● Description of the task
The line containing "Outline every instance of the champagne" marks where to begin; quote it and every line after it through the end of the data, exactly as written.

● Supplied data
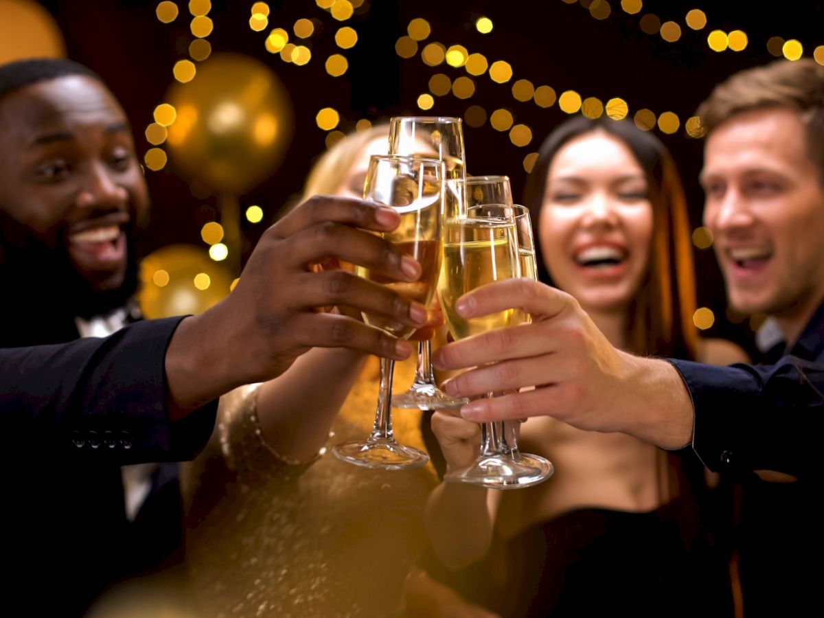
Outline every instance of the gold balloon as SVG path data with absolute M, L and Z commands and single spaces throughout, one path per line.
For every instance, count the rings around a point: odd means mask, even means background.
M 205 249 L 169 245 L 140 265 L 138 301 L 147 318 L 200 313 L 229 293 L 232 278 Z
M 248 56 L 213 54 L 166 101 L 176 111 L 166 139 L 172 164 L 216 194 L 241 195 L 270 176 L 292 138 L 286 89 Z
M 54 19 L 37 2 L 0 0 L 0 64 L 66 55 Z

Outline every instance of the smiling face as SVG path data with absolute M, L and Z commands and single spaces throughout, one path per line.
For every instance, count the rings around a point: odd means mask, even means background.
M 119 287 L 148 196 L 111 93 L 78 75 L 24 87 L 0 101 L 0 208 L 64 250 L 91 289 Z
M 701 184 L 733 307 L 805 321 L 824 297 L 824 188 L 798 113 L 757 110 L 722 124 L 707 139 Z
M 588 311 L 625 311 L 647 272 L 653 208 L 632 151 L 603 132 L 559 149 L 538 236 L 555 284 Z

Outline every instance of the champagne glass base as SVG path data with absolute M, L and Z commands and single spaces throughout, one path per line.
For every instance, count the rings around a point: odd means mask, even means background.
M 332 449 L 338 459 L 365 468 L 405 470 L 425 466 L 429 456 L 394 439 L 363 440 L 338 444 Z
M 552 475 L 555 466 L 538 455 L 483 456 L 468 468 L 447 472 L 444 480 L 472 483 L 490 489 L 520 489 L 542 483 Z
M 406 410 L 443 410 L 468 403 L 468 399 L 450 397 L 433 384 L 413 384 L 406 392 L 392 395 L 392 407 Z

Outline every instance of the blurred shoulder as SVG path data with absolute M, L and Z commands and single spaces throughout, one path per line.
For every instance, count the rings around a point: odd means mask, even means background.
M 710 365 L 731 365 L 733 363 L 751 363 L 751 359 L 737 344 L 725 339 L 700 339 L 698 361 Z

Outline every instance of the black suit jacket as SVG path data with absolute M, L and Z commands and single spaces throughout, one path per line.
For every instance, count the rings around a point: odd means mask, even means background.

● Task solution
Outline every instance of the champagne glass base as SVG path data with absolute M, L and Z commands and single spaces throughout, one path per line.
For every instance, count the rings around a point: odd means mask, even means background.
M 332 449 L 338 459 L 365 468 L 405 470 L 425 466 L 429 456 L 394 439 L 363 440 L 338 444 Z
M 552 475 L 555 466 L 538 455 L 483 456 L 468 468 L 447 472 L 444 480 L 472 483 L 490 489 L 520 489 L 542 483 Z
M 406 410 L 443 410 L 468 403 L 468 399 L 450 397 L 433 384 L 413 384 L 406 392 L 392 395 L 392 407 Z

Outline every instance of the blurred shoulder as SVG path data with absolute M, L and Z commands and single spaces throughout, one path per line.
For every instance, count the rings around a point: odd means mask, even means background.
M 710 365 L 731 365 L 733 363 L 751 363 L 751 359 L 737 344 L 725 339 L 700 339 L 698 361 Z

Outline every instance of the black suit jacket as SVG path data with absolute M, L and Z commands and single spaces throughout, one path per line.
For every instance, count the rings around a point: odd means mask, even means background.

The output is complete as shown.